Reproduce sin cambios el tramo del texto sobre el metaverso que va desde "Se trata, entonces, de" hasta "en aspectos esenciales.".

**Texto presentado**.
+++
Hacia el espejismo del metaverso
Hacia el espejismo del metaverso
Muchas veces no somos capaces de reconocer la riqueza de lo que tenemos y la desestimamos para salir en busca de aquello que no tenemos. Para bien o para mal, queremos lo que nos falta. Esto impulsa el cambio y la rueda de la vida, aunque entregados a esa pulsión podemos perder, entre otras cosas, conciencia del límite.
Con solo mirar los diarios se advierte un entusiasmo cada vez mayor por eso que llaman metaverso. No estoy aludiendo a la infatigable gimnasia retórica de nuestro Presidente, sino a una nueva tecnología en la que las grandes empresas del sector invierten sumas siderales, en tanto abrirá un mercado más millonario aún. La idea remite a la vieja ciencia ficción; a los relatos de Theodore Sturgeon, Alfred Bester o el gran Ray Bradbury. Según lo que puede leerse en la prensa o en internet, los metaversos son “entornos virtuales donde los humanos podrán interactuar y compartir experiencias mediante el uso de avatares”. Allí, dicen los expertos, podremos ir al banco o al supermercado, tener encuentros sociales o reuniones de negocios y hasta conocer la tundra siberiana o las profundidades del océano. Todo en el ciberespacio y cómodamente sentados en el sillón del living.
Se trata, entonces, de crear un mundo alternativo donde el hombre no tenga las limitaciones que en este le impone la materia. Por supuesto, algunos aguafiestas señalan que los humanos, incorregibles, llevaremos al entorno virtual los mismos problemas que tenemos en el mundo real. Otros advierten sobre el impacto psíquico que produciría semejante migración. Sin embargo, lo que a mí me sorprende es la ligereza con que los cruzados de la virtualidad escinden al ser humano del entorno real del que forma parte, que además nos constituye en aspectos esenciales.
+++
**Datos proporcionados**.

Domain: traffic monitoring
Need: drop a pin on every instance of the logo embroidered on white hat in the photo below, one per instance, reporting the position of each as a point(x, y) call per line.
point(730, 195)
+++
**Resultado**.
Se trata, entonces, de crear un mundo alternativo donde el hombre no tenga las limitaciones que en este le impone la materia. Por supuesto, algunos aguafiestas señalan que los humanos, incorregibles, llevaremos al entorno virtual los mismos problemas que tenemos en el mundo real. Otros advierten sobre el impacto psíquico que produciría semejante migración. Sin embargo, lo que a mí me sorprende es la ligereza con que los cruzados de la virtualidad escinden al ser humano del entorno real del que forma parte, que además nos constituye en aspectos esenciales.